◆ DATA EXCERPTS ◆
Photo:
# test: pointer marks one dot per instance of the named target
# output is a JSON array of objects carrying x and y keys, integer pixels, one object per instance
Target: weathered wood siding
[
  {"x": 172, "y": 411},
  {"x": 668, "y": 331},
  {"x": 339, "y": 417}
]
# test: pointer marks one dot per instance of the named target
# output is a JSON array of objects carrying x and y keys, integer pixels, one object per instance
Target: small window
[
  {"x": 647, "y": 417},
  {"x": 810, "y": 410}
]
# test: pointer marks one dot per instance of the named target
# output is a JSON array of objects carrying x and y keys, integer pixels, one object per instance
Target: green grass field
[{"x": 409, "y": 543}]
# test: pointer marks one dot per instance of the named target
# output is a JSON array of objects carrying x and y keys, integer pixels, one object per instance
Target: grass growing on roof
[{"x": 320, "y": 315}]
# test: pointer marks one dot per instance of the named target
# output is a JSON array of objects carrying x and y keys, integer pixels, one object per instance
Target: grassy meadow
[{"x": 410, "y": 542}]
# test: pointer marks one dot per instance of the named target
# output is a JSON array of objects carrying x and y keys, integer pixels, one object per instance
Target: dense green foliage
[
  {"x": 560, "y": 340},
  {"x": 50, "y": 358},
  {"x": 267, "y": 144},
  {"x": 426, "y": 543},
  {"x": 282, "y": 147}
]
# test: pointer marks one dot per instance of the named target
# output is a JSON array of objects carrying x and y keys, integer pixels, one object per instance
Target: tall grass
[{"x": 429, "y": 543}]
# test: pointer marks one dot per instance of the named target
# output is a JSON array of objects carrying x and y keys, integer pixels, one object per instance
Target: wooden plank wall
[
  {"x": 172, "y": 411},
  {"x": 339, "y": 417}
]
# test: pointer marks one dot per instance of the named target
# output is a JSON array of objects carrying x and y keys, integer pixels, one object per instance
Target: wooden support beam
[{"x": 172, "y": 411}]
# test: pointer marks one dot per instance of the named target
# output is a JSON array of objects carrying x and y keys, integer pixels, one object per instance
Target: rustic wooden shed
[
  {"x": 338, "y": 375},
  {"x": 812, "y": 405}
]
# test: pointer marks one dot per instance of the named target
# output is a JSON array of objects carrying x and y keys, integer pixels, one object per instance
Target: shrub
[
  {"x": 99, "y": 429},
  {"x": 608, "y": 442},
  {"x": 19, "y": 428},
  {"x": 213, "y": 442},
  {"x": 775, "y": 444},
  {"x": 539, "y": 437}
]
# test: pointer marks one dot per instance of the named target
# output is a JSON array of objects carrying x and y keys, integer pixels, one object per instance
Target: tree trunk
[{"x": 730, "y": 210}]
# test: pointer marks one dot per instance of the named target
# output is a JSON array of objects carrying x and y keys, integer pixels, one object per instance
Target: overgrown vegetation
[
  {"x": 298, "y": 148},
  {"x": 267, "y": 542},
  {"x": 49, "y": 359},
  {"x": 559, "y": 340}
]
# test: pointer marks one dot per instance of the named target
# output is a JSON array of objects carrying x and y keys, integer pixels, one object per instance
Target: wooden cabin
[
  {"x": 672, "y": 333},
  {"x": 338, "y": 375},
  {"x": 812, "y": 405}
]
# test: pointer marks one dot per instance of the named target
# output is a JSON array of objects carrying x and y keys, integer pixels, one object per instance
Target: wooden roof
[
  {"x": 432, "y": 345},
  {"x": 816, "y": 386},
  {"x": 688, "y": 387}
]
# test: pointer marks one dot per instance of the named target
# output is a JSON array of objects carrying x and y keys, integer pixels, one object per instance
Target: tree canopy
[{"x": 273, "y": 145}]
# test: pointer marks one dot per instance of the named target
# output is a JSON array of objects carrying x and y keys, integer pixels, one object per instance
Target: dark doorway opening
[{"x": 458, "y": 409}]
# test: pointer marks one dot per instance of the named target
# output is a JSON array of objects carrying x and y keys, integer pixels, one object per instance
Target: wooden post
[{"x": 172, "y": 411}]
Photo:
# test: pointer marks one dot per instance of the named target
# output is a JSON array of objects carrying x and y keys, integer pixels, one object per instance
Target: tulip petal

◆ GOAL OF THE EXERCISE ◆
All of the material should be duplicated exactly.

◆ SOLUTION TO THIS EXERCISE ◆
Photo:
# test: pointer marks one dot per instance of the named target
# output is a JSON array of objects carrying x and y keys, integer pixels, one object per instance
Target: weathered wood siding
[
  {"x": 172, "y": 411},
  {"x": 668, "y": 331},
  {"x": 339, "y": 417}
]
# test: pointer marks one dot per instance of the named target
# output is a JSON array of objects carrying x and y keys, integer pixels, one object per instance
Target: small window
[
  {"x": 647, "y": 417},
  {"x": 810, "y": 410}
]
# test: pointer marks one dot per instance of the named target
# output is a JSON array of objects carrying x and y keys, integer pixels, one object per instance
Target: green grass field
[{"x": 409, "y": 543}]
# test: pointer marks one dot per instance of the named target
# output is a JSON array of objects carrying x and y keys, integer pixels, one object per instance
Target: grass growing on roof
[{"x": 320, "y": 315}]
# test: pointer marks one dot per instance of the named target
# output is a JSON array of objects carrying x and y keys, integer pixels, one object per instance
Target: grassy meadow
[{"x": 410, "y": 542}]
# test: pointer marks one dot per instance of the named target
# output is a JSON array of objects carrying x and y keys, integer pixels, one object per instance
Target: dense green foliage
[
  {"x": 560, "y": 340},
  {"x": 50, "y": 358},
  {"x": 267, "y": 144},
  {"x": 426, "y": 543},
  {"x": 282, "y": 147}
]
# test: pointer marks one dot per instance of the named target
# output is a JSON array of objects carrying x and y keys, integer pixels, one object per instance
Target: tall grass
[{"x": 429, "y": 543}]
# test: pointer marks one dot per instance of the named target
# output is a JSON array of objects carrying x and y keys, integer pixels, one object per instance
Target: wooden plank wall
[
  {"x": 172, "y": 411},
  {"x": 339, "y": 417}
]
# test: pointer marks one dot per instance of the named target
# output is a JSON array of objects carrying x and y keys, integer pixels, one object per instance
Target: wooden support beam
[{"x": 172, "y": 411}]
# test: pointer marks one dot per instance of the named target
# output is a JSON array of objects carrying x and y keys, integer pixels, one object per instance
Target: rustic wooden shed
[
  {"x": 338, "y": 375},
  {"x": 812, "y": 405}
]
# test: pointer marks one dot per instance of the named target
# output is a JSON array of objects carrying x and y keys, integer pixels, one object per instance
Target: shrub
[
  {"x": 99, "y": 429},
  {"x": 608, "y": 442},
  {"x": 19, "y": 428},
  {"x": 213, "y": 442},
  {"x": 775, "y": 444},
  {"x": 539, "y": 437}
]
# test: pointer marks one dot per instance of the named target
# output is a JSON array of objects carrying x and y keys, integer pixels, one object per instance
Target: tree trunk
[{"x": 730, "y": 210}]
# test: pointer marks one dot per instance of the named target
# output is a JSON array of objects carrying x and y keys, integer pixels, one object per instance
Target: overgrown vegetation
[
  {"x": 298, "y": 148},
  {"x": 267, "y": 542},
  {"x": 49, "y": 359},
  {"x": 559, "y": 340}
]
# test: pointer marks one dot per instance of the named target
# output is a JSON array of objects carrying x and y keys, integer pixels, one object per instance
Target: wooden cabin
[
  {"x": 672, "y": 333},
  {"x": 338, "y": 375},
  {"x": 812, "y": 405}
]
# test: pointer marks one dot per instance of the named target
# output is a JSON array of objects carrying x and y keys, integer pixels, one object per instance
Target: wooden roof
[
  {"x": 432, "y": 345},
  {"x": 816, "y": 386},
  {"x": 688, "y": 387}
]
# test: pointer marks one dot per instance of the named target
# output is a JSON array of objects carrying x and y keys, integer pixels, one object per instance
Target: tree canopy
[{"x": 273, "y": 145}]
# test: pointer marks one dot per instance of the named target
# output is a JSON array of objects carrying x and y keys, integer pixels, one object per instance
Target: dark doorway opening
[{"x": 458, "y": 409}]
# test: pointer marks one dot per instance of the named target
# output is a JSON array of objects carrying x and y keys, integer pixels, one object per instance
Target: wooden post
[{"x": 172, "y": 411}]
Photo:
# test: pointer marks one dot per instance of the named target
# output is a JSON array of objects carrying x and y keys, integer pixels, one object per instance
Target: tulip petal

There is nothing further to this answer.